▶ Aim: Transcribe every one of the rows below verbatim, reproducing each character, space, and line break without alteration.

START Data to use

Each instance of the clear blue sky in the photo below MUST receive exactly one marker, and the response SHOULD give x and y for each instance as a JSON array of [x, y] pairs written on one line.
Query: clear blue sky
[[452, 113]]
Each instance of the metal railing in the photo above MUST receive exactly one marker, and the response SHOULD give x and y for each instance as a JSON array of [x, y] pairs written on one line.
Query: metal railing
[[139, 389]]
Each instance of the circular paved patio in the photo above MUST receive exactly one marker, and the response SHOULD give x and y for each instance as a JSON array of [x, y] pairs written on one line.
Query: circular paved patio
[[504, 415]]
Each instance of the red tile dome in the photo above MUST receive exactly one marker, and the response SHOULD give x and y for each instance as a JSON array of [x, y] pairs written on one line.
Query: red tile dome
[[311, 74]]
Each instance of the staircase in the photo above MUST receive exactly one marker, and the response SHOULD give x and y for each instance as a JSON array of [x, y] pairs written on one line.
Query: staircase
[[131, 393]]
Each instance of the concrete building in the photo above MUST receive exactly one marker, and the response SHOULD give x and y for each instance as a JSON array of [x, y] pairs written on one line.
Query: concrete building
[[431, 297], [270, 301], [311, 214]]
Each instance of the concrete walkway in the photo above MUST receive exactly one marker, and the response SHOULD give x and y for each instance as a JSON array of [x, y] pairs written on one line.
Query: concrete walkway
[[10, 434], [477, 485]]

END Data to use

▶ The response:
Each instance of the clear blue sky in the photo below MUST receive exactly one marker, and the response SHOULD give x and y for each instance as a JSON array of [x, y] pairs written on one line.
Query: clear blue sky
[[452, 113]]
Each instance of the metal railing in the photo above MUST receive exactly one marker, and the response SHOULD give x and y for each instance as a JSON array of [x, y] pairs written on one line.
Query: metal railing
[[139, 389]]
Each instance of the circular paved patio in the photo above MUST receive exactly one marker, and the response SHOULD give x and y for each instance as a JSON array of [x, y] pairs written on one line.
Query: circular paved patio
[[504, 415]]
Each instance of the red tile dome in the photo above MUST receive exactly one marker, and the response SHOULD give x and y for each instance as a JSON array of [x, y] pairs written on one line.
Query: red tile dome
[[311, 74]]
Each instance of the staircase in the photo above MUST receive exactly one marker, and the response SHOULD give x and y for each instance as a JSON array of [x, y] pairs written on one line.
Query: staircase
[[131, 393]]
Each instance of the concrete building in the photo above MUST receive exactly one marker, and the response SHOULD give x and y for each instance as a JSON array of [x, y] pairs written on one line.
Query: concrete building
[[431, 297], [270, 301], [311, 214]]
Each instance of the concrete walkway in the photo above MUST receive exactly one marker, and the response SHOULD give x and y for each instance as a JSON array of [x, y] pairs written on one line.
Query: concrete walkway
[[10, 434], [477, 485]]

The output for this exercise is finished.